_SET EXERCISE:_ Copy the items word for word from their first line through the line containing "top-left (211, 0), bottom-right (400, 266)", including both of those lines.

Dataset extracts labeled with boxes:
»»
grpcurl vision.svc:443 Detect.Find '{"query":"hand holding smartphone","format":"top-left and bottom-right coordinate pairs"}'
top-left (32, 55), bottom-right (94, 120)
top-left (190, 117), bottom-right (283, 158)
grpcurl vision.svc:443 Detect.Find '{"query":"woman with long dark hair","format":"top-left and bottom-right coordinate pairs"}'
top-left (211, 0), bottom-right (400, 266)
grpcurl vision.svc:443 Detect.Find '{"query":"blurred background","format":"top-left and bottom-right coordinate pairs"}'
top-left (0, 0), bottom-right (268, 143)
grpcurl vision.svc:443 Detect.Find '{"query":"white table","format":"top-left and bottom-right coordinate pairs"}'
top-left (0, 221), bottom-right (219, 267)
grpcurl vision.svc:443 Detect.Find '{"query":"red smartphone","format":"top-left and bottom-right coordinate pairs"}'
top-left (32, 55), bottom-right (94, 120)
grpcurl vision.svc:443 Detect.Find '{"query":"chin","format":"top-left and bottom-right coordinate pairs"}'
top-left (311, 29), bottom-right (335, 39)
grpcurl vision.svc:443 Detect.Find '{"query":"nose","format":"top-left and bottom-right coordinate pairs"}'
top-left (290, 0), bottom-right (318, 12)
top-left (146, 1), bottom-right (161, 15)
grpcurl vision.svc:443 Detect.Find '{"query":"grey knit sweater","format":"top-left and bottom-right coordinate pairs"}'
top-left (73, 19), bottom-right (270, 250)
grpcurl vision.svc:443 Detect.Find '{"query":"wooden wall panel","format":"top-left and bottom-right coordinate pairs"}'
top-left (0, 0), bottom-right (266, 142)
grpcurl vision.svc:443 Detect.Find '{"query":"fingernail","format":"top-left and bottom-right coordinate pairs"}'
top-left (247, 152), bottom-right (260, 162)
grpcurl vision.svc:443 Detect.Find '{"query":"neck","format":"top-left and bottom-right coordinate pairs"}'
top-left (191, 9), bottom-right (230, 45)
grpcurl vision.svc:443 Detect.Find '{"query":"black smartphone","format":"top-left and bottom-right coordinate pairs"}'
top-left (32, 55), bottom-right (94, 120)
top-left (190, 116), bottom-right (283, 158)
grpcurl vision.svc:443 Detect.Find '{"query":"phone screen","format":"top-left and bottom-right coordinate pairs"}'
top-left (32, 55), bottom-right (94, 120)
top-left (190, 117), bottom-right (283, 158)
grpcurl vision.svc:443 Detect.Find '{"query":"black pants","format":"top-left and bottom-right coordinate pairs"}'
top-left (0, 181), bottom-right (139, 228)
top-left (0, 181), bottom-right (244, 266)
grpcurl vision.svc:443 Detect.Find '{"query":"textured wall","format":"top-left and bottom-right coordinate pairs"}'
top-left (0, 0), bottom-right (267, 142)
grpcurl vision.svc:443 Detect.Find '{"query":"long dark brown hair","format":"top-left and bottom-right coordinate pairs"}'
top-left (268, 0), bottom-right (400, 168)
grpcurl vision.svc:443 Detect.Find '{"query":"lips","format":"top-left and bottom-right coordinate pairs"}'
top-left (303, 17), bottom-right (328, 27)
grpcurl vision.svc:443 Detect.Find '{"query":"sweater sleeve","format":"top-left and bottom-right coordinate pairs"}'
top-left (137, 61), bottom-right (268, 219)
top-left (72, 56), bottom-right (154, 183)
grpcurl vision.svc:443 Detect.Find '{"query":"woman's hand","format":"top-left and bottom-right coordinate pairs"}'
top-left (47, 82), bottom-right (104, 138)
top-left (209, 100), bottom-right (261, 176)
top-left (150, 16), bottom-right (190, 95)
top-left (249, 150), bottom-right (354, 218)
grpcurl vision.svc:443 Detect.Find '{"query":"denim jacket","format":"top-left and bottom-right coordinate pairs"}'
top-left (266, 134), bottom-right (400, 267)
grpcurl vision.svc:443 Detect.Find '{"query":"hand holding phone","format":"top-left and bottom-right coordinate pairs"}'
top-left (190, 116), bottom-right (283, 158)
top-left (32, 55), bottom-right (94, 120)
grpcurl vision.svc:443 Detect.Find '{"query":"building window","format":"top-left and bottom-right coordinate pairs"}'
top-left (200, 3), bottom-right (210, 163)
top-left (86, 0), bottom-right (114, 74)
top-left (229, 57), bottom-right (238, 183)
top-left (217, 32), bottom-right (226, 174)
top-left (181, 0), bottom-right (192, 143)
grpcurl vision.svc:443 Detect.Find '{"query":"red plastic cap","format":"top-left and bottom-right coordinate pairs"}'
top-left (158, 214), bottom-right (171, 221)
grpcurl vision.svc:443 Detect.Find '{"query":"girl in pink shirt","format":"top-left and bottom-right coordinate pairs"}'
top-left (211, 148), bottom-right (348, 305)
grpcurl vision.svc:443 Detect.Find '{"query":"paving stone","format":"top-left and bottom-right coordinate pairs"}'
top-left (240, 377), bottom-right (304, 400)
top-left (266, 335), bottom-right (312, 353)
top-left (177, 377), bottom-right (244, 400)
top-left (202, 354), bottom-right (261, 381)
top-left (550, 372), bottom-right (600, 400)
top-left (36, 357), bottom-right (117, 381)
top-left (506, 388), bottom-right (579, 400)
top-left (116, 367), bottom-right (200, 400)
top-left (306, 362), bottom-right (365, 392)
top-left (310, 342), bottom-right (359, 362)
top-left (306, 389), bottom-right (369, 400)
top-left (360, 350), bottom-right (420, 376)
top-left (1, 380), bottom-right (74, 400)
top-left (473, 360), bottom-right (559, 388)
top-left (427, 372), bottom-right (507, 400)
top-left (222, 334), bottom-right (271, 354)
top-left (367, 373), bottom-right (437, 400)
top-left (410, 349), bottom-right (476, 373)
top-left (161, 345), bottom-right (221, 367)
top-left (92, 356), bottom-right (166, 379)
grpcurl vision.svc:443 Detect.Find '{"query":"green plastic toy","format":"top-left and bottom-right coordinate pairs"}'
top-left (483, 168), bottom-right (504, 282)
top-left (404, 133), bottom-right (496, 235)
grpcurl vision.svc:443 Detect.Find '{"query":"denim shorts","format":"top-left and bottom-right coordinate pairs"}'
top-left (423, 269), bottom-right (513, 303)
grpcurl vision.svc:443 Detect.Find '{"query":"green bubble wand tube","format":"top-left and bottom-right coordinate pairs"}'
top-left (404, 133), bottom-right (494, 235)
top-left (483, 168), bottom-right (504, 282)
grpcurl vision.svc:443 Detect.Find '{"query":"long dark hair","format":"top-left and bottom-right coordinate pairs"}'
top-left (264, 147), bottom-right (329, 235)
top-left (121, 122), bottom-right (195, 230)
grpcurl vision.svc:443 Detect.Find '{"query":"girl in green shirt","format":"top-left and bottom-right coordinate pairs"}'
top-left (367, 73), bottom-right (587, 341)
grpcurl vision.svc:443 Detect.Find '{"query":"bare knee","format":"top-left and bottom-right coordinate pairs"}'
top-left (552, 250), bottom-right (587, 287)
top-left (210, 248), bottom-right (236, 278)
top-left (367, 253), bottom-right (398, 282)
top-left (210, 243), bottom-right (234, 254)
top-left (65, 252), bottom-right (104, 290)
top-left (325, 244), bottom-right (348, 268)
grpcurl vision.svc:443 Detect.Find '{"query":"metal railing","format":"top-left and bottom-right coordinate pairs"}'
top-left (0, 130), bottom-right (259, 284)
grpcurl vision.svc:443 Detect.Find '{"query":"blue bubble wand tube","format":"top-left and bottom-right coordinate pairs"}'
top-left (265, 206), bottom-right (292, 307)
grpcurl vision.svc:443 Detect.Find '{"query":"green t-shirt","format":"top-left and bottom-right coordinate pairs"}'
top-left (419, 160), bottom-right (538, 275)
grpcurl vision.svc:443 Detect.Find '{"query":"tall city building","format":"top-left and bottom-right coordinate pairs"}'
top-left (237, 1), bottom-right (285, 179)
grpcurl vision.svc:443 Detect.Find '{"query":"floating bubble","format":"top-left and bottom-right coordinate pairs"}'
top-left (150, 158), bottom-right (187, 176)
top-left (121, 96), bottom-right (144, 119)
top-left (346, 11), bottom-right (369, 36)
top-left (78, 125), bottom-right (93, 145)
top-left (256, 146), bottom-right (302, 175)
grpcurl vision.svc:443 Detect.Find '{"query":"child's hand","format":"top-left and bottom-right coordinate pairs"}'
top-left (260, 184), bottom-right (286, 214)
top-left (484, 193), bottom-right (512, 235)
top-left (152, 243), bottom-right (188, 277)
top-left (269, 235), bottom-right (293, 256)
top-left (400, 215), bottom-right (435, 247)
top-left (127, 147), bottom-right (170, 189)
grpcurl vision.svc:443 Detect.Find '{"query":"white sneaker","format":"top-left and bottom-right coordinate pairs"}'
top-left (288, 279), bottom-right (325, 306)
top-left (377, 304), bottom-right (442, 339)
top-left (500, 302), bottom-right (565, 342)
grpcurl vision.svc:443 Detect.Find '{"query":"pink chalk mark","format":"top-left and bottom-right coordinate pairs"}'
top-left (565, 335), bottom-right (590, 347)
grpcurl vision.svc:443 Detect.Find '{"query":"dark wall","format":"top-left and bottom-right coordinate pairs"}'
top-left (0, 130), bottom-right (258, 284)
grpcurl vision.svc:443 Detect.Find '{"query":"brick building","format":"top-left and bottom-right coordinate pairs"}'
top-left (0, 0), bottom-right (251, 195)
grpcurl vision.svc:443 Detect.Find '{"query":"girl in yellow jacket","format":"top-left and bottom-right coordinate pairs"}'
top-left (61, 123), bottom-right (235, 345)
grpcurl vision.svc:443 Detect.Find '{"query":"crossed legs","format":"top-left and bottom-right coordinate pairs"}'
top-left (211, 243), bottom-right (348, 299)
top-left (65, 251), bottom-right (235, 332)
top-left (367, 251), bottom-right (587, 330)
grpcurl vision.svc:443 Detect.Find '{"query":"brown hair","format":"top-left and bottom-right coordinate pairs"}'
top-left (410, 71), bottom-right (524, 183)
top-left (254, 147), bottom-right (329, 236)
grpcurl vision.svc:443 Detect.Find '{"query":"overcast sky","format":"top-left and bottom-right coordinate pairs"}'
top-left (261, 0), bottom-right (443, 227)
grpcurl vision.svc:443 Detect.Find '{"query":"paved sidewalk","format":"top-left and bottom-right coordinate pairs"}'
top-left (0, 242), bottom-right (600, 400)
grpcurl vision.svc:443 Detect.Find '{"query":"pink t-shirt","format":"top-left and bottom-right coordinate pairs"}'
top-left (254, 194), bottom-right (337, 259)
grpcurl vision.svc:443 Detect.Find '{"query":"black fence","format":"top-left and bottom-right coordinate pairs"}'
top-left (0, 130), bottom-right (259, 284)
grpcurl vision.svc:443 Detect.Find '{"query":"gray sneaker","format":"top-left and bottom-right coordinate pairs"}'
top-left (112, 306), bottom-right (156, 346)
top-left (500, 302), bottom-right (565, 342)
««
_ANSWER TO THE PROBLEM:_
grpcurl vision.svc:443 Detect.Find '{"query":"hand holding smartphone","format":"top-left and bottom-right coordinate pairs"}'
top-left (32, 55), bottom-right (94, 120)
top-left (190, 117), bottom-right (283, 158)
grpcurl vision.svc:443 Detect.Find '{"query":"woman with long dark hair","format":"top-left and bottom-right coordinate pairs"}'
top-left (211, 0), bottom-right (400, 266)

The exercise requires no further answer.